** Task prompt **
The listing below should be copied in full, word for word.

** Data records **
- - - - -
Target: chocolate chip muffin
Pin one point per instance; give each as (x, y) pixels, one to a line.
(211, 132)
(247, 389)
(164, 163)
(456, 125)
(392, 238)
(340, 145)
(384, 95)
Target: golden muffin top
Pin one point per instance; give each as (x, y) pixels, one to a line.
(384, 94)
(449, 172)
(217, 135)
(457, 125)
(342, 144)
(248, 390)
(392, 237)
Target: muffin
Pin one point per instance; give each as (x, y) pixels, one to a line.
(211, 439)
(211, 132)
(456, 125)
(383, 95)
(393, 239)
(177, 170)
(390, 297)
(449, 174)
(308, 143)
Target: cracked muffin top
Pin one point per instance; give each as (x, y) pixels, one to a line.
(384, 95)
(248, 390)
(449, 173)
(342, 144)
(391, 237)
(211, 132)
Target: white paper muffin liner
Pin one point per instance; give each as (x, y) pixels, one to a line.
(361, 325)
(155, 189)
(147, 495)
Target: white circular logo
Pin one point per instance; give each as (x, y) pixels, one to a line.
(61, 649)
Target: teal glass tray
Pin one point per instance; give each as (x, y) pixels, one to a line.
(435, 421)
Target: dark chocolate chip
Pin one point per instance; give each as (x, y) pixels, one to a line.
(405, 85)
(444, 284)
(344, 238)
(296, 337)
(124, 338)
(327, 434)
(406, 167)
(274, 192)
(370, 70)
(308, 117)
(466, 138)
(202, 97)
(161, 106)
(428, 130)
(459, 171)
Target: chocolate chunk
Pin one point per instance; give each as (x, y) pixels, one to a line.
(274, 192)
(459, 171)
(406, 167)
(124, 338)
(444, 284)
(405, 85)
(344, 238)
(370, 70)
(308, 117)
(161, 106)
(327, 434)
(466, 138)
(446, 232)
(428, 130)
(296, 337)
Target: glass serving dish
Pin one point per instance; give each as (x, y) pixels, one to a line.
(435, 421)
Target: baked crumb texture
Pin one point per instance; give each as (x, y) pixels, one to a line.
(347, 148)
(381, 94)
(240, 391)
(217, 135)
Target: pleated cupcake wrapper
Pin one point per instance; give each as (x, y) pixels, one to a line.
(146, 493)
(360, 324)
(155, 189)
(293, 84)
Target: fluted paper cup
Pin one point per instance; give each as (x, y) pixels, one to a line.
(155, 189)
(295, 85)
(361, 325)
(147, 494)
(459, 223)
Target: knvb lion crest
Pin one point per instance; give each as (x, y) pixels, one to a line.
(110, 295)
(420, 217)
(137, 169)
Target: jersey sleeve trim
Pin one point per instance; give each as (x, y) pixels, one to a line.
- - - - -
** Correct response **
Target: chocolate chip muffin
Pin one point per instance; give each as (x, y) pixels, one to a line.
(211, 132)
(247, 389)
(164, 163)
(456, 125)
(392, 238)
(340, 145)
(384, 95)
Target: golden muffin top
Pin one point per instance; give each as (x, y) pixels, one to a line.
(384, 94)
(449, 172)
(217, 135)
(457, 125)
(342, 144)
(248, 390)
(392, 237)
Target: muffin
Pin one point per instance; give each as (x, y) pixels, one to a line.
(211, 439)
(211, 132)
(456, 125)
(383, 95)
(393, 239)
(177, 170)
(390, 297)
(449, 174)
(308, 143)
Target: cracked muffin top
Pin one point per instance; give each as (x, y) pixels, one to a line.
(384, 95)
(248, 390)
(449, 173)
(342, 144)
(391, 237)
(211, 132)
Target: white paper muffin liner
Pin one point per instance; give each as (x, y) pixels, one to a line.
(361, 325)
(155, 189)
(147, 495)
Target: white circular logo
Pin one point per instance; give each as (x, y) pixels, one to a line.
(61, 649)
Target: teal glass tray
Pin one point per instance; give each as (x, y) pixels, one to a line.
(435, 421)
Target: dark chocolate chip
Pin one point per instance; give each as (x, y) pixels, one to a line.
(405, 85)
(444, 284)
(344, 238)
(296, 337)
(124, 338)
(327, 434)
(406, 167)
(274, 192)
(370, 70)
(308, 117)
(466, 138)
(202, 97)
(161, 106)
(428, 130)
(459, 171)
Target: chocolate chunk
Pin one point per instance; give each as (x, y) pixels, one to a line.
(274, 192)
(459, 171)
(406, 167)
(124, 338)
(444, 284)
(405, 85)
(344, 238)
(370, 70)
(308, 117)
(161, 106)
(327, 434)
(466, 138)
(446, 232)
(428, 130)
(296, 337)
Target: glass serving dish
Pin one point per instance; give each as (x, y) pixels, one to a line.
(435, 421)
Target: baked crumb texture
Pin one point per instance; give each as (x, y) pixels, one to a line.
(347, 148)
(381, 94)
(240, 391)
(217, 135)
Target: pleated cupcake wrapper
Pin one point per instance; give each as (x, y) pixels, one to a line.
(146, 493)
(360, 324)
(155, 189)
(293, 84)
Target: fluted paper cup
Pin one point per instance; give each as (x, y) pixels, one to a line.
(155, 189)
(295, 85)
(361, 325)
(147, 494)
(459, 223)
Target: knvb lion crest
Pin one point per instance; give each as (x, y) pixels, one to a line.
(110, 295)
(420, 217)
(137, 169)
Target: jersey sleeve trim
Pin one point per instance; give each as (x, y) pixels, one to a line.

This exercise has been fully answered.